#### Problem set:
a – Decide whether each statement agrees with the pentoxifylline excerpt. For each, answer yes or no and quote the deciding words. (i) The red bar in the ICP recordings marks a stimulation of the cavernous nerve that lasts 50 s. (ii) Loss of smooth muscle structure was more pronounced in the circular, outer layer than in the longitudinal layer. (iii) The sections showing neurodegeneration distal to the crush injury were immunostained for neurofilament.
b – In the pentoxifylline excerpt, what original magnification is given for the high-power images of the helicine neurovascular bundles?
c – Continue the pentoxifylline excerpt, starting after its final sentence.

#### Page excerpt:
══════

Conclusions: PTX treatment following CN injury in rats improved erectile recovery, enhanced nerve regeneration, and preserved the corpus cavernosum microarchitecture. The clinical availability of this compound merits application in penile rehabilitation studies following RP in the near future.

Fig. 1

Electrostimulation of cavernous nerves at 4 wk. (a) Top: the effects of chronic treatment with pentoxifylline (PTX) in increasing dosages on the increase of intracavernous pressure (ICP) on electrical stimulation of the cavernous nerve. Bottom: ratio of ICP to mean arterial pressure (MAP). (b) Representative ICP recordings. The red bar represents an electrical stimulation of the cavernous nerve with a duration of 50 s. * p < 0.05 versus vehicle-treated rats. # p < 0.05.

Fig. 2

Neuronal nitric oxide synthase (nNOS) staining in a penile midshaft specimen. (a) Representative images in each treatment group of the dorsal penile nerves within the dorsal penile neurovascular bundle. Phalloidin staining for actin and immunostaining for nNOS. Original magnification: ×200. (b) High-power images of the helicine neurovascular bundles in the corpus cavernosum in each treatment group. Note the near-complete absence of small nerve fibers expressing nNOS surrounding the helicine arteries following cavernous nerve crush and the preservation of these in animals treated with pentoxifylline (PTX). Sections stained for nNOS, actin and DAPI. Original magnification: ×1000.

Fig. 3

Neurodegeneration in the cavernous nerve distal to the crush injury. Note microanatomic signs of Wallerian degeneration, including an overall distortion of normal nerve anatomy, axonal swelling and axonal vacuolization (arrows) in the vehicle treated group. Further note an increased number of small axons in the pentoxifylline (PTX) treated groups, indicative of nerve regeneration. Sections were immunostained for neurofilament. Original magnification: ×400, ×1000.

Fig. 4

Changes in the architecture of the corpus cavernosum: smooth muscle. Images showing detailed changes in the structure of cavernous smooth muscle surrounding sinusoids (asterisk). The left panel shows an overview of one side of the corpus cavernosum. The sinus indicated by the white box is depicted in high magnification in the right panel. Loss of smooth muscle structure was more pronounced in the longitudinal, or inner, layer of smooth muscle cells (closed arrows) rather than the circular, or outer, layer (closed arrowheads). Open arrowheads: Architectural changes in the such as a decrease in cell number in both layers were observed. Chronic pentoxifylline (PTX) treatment resulted in partial restoration of smooth muscle architecture (open arrows). Phalloidin staining for actin and nuclear staining with 4′,6-diamidino-2-phenylindole. Original magnification: ×40, ×400.

══════

#### Recorded information:
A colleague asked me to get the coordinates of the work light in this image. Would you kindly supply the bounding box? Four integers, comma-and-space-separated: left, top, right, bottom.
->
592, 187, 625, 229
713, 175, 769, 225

══════

#### List of answers:
a –
(i) Yes: "The red bar represents an electrical stimulation of the cavernous nerve with a duration of 50 s."
(ii) No: "Loss of smooth muscle structure was more pronounced in the longitudinal, or inner, layer of smooth muscle cells (closed arrows) rather than the circular, or outer, layer (closed arrowheads)."
(iii) Yes: "Sections were immunostained for neurofilament."

b – ×1000.

c –
Fig. 5

Changes in the architecture of the corpus cavernosum: collagen. Overview of collagen content in the middle corpus cavernosum. Collagen is located mainly in the trabeculae and the tunica albuginea where it consists of thick, bright red bundles. Reticular collagen fibers further are visible as thin fibrils forming a subendothelial meshwork. Note the deposition of reticular collagen in the sinusoids following crush injury (black arrows); this was partially prevented by pentoxifylline (PTX) treatment. Sections were stained with picrosirius red stain. Original magnification: ×200.

Fig. 6

Culture of the major pelvic ganglion (MPG) and evaluation of neurite sprouting in vitro. (a) Representative images of inverted microscopy of the MPG following 48-h culture in medium supplemented with pentoxifylline (PTX) in increasing concentrations. White arrows indicate the longest neurite. The shaded area on the right is a fragment of the dorsocaudal region of the MPG. Note increased length of neurites in the MPG cultures treated with PTX. Original magnification: ×100. (b) Mean neurite length in cultured MPG fragments. * p < 0.05 versus control group.